§ **SHORT EXERCISE**
Present the lines of the data below as a numbered list, omitting any blank lines, beginning with the line containing "Project brief: we need tight boxes for every leafy" and ending with the line containing "xmin=129 ymin=362 xmax=157 ymax=454", both included.

§ **RECORDS FOR THE TASK**
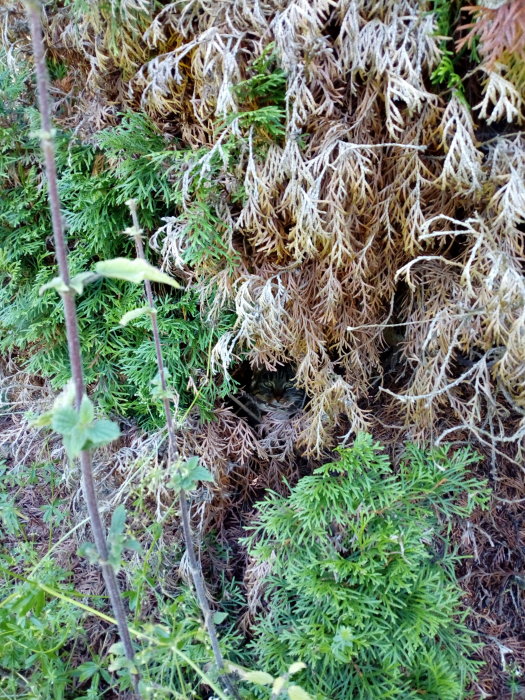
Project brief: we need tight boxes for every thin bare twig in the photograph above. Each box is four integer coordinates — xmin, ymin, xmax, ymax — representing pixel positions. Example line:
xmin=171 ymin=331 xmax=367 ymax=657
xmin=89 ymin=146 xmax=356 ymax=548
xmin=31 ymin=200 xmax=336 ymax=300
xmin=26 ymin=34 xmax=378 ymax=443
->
xmin=127 ymin=199 xmax=238 ymax=697
xmin=26 ymin=0 xmax=141 ymax=698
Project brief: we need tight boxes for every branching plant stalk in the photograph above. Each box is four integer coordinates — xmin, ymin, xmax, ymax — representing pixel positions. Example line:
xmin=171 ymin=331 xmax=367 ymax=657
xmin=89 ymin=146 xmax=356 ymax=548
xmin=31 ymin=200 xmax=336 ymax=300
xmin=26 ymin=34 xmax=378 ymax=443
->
xmin=26 ymin=0 xmax=141 ymax=698
xmin=127 ymin=200 xmax=238 ymax=697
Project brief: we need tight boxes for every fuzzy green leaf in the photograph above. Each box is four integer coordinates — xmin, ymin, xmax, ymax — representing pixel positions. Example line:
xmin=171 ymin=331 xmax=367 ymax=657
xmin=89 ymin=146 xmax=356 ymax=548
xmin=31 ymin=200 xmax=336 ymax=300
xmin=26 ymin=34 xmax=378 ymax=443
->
xmin=87 ymin=418 xmax=120 ymax=447
xmin=243 ymin=671 xmax=273 ymax=685
xmin=63 ymin=425 xmax=87 ymax=458
xmin=95 ymin=258 xmax=180 ymax=288
xmin=288 ymin=685 xmax=312 ymax=700
xmin=26 ymin=411 xmax=53 ymax=428
xmin=51 ymin=406 xmax=78 ymax=435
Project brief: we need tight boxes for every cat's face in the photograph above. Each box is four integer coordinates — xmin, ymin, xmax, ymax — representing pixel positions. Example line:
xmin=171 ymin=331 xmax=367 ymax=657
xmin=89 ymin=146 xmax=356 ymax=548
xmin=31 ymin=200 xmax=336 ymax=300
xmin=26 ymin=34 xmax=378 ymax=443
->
xmin=250 ymin=367 xmax=305 ymax=415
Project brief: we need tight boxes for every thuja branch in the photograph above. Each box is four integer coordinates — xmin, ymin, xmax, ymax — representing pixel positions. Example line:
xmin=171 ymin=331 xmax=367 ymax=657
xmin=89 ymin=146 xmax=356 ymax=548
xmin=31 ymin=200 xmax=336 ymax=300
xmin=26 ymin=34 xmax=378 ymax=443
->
xmin=26 ymin=0 xmax=140 ymax=697
xmin=127 ymin=200 xmax=237 ymax=697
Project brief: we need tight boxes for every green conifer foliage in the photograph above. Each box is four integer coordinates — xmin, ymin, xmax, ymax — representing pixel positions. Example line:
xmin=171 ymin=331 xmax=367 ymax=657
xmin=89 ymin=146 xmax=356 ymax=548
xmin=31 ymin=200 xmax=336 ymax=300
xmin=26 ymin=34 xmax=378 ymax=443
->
xmin=0 ymin=71 xmax=234 ymax=425
xmin=248 ymin=434 xmax=486 ymax=700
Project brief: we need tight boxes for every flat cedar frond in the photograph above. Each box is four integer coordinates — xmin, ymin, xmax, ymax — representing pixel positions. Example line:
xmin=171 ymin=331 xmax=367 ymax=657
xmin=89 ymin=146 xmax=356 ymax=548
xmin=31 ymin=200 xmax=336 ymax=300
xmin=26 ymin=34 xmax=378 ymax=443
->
xmin=0 ymin=0 xmax=525 ymax=508
xmin=456 ymin=0 xmax=525 ymax=68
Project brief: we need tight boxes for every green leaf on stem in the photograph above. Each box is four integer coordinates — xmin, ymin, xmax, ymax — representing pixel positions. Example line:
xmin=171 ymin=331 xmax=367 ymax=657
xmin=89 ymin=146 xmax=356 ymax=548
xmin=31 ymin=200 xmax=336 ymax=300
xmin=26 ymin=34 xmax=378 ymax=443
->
xmin=95 ymin=258 xmax=180 ymax=288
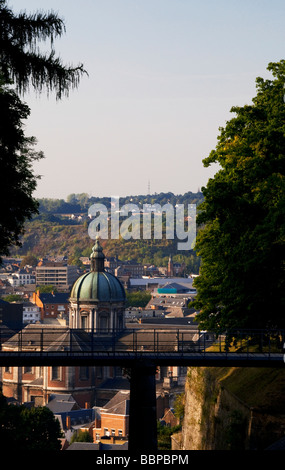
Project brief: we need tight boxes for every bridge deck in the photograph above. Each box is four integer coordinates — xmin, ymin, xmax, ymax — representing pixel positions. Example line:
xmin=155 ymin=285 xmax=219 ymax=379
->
xmin=0 ymin=325 xmax=285 ymax=367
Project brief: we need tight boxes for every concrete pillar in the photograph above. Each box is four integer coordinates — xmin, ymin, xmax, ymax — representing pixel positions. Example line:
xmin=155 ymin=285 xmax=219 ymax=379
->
xmin=129 ymin=361 xmax=157 ymax=454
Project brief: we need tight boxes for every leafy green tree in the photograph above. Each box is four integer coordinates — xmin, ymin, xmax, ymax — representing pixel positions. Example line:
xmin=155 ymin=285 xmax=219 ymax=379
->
xmin=0 ymin=393 xmax=62 ymax=452
xmin=195 ymin=60 xmax=285 ymax=331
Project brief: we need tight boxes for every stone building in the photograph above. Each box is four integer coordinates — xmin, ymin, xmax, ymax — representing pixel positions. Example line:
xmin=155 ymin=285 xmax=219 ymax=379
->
xmin=69 ymin=239 xmax=126 ymax=332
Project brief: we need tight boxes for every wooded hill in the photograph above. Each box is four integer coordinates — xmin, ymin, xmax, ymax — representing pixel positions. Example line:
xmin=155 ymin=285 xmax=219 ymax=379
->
xmin=10 ymin=192 xmax=203 ymax=273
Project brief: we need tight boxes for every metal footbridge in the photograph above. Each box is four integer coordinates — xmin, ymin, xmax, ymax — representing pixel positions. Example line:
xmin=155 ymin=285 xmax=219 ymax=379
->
xmin=0 ymin=325 xmax=285 ymax=454
xmin=0 ymin=325 xmax=285 ymax=367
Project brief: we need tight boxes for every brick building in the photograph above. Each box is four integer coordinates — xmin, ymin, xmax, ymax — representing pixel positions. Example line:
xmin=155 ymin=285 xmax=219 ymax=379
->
xmin=31 ymin=290 xmax=69 ymax=321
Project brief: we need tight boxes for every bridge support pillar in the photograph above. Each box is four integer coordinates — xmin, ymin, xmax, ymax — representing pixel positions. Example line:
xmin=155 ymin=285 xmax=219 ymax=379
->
xmin=129 ymin=362 xmax=157 ymax=454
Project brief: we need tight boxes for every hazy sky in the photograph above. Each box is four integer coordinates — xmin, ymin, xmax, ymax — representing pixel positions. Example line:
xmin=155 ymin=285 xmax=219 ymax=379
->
xmin=9 ymin=0 xmax=285 ymax=199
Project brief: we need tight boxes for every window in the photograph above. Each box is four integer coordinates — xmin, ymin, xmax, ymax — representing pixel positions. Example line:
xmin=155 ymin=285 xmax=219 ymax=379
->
xmin=81 ymin=315 xmax=88 ymax=330
xmin=79 ymin=366 xmax=89 ymax=380
xmin=51 ymin=366 xmax=60 ymax=380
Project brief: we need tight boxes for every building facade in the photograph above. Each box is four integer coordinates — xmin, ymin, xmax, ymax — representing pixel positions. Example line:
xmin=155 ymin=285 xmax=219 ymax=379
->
xmin=36 ymin=262 xmax=78 ymax=290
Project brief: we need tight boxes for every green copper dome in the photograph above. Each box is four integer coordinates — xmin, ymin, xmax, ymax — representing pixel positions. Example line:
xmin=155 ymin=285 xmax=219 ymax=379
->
xmin=70 ymin=239 xmax=126 ymax=302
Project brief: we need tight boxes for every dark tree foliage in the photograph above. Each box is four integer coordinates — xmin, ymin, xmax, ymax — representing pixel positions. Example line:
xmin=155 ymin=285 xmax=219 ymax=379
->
xmin=195 ymin=60 xmax=285 ymax=331
xmin=0 ymin=0 xmax=86 ymax=99
xmin=0 ymin=85 xmax=43 ymax=259
xmin=0 ymin=393 xmax=62 ymax=452
xmin=0 ymin=0 xmax=86 ymax=263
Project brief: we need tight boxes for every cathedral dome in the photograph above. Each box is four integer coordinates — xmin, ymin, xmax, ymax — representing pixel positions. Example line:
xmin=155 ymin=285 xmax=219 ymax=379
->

§ **EXPECTED ANSWER**
1. Project brief: we need tight boxes for every leafy green tree in the photograph above. Each box is four integer coordinates — xmin, ymin, xmax, ymax — representing pixel positions. Example line:
2. xmin=155 ymin=285 xmax=219 ymax=379
3. ->
4. xmin=0 ymin=393 xmax=62 ymax=452
5. xmin=195 ymin=60 xmax=285 ymax=331
6. Project brief: we need tight boxes for every stone building in the photograph above. Each box is four integer coordinates — xmin, ymin, xmax, ymax — representing pixel positions. Example line:
7. xmin=155 ymin=285 xmax=219 ymax=379
8. ->
9. xmin=69 ymin=239 xmax=126 ymax=332
10. Project brief: we need tight boxes for every wooded hill in the photograph above. Each box is four integer coordinates — xmin, ymin, xmax, ymax — representing pixel positions. Example line:
11. xmin=155 ymin=285 xmax=219 ymax=379
12. ->
13. xmin=10 ymin=192 xmax=203 ymax=273
14. Project brief: we need tight boxes for every metal footbridge in the photograph above. Each box is four integer coordinates — xmin, ymin, xmax, ymax — representing pixel positions. Example line:
15. xmin=155 ymin=285 xmax=219 ymax=379
16. ->
17. xmin=0 ymin=325 xmax=285 ymax=454
18. xmin=0 ymin=325 xmax=285 ymax=367
19. Project brief: we need tight boxes for every brick building in the photograph above. Each box is four integer coordinates — xmin, ymin, xmax, ymax — representing pixel positions. Example line:
20. xmin=155 ymin=285 xmax=219 ymax=379
21. ->
22. xmin=31 ymin=290 xmax=69 ymax=321
23. Project brief: we need tight boxes for every bridge support pillar in the photograph above. Each box is four integer coordinates — xmin, ymin, xmax, ymax — representing pixel positions. Example line:
24. xmin=155 ymin=285 xmax=219 ymax=379
25. ->
26. xmin=129 ymin=362 xmax=157 ymax=454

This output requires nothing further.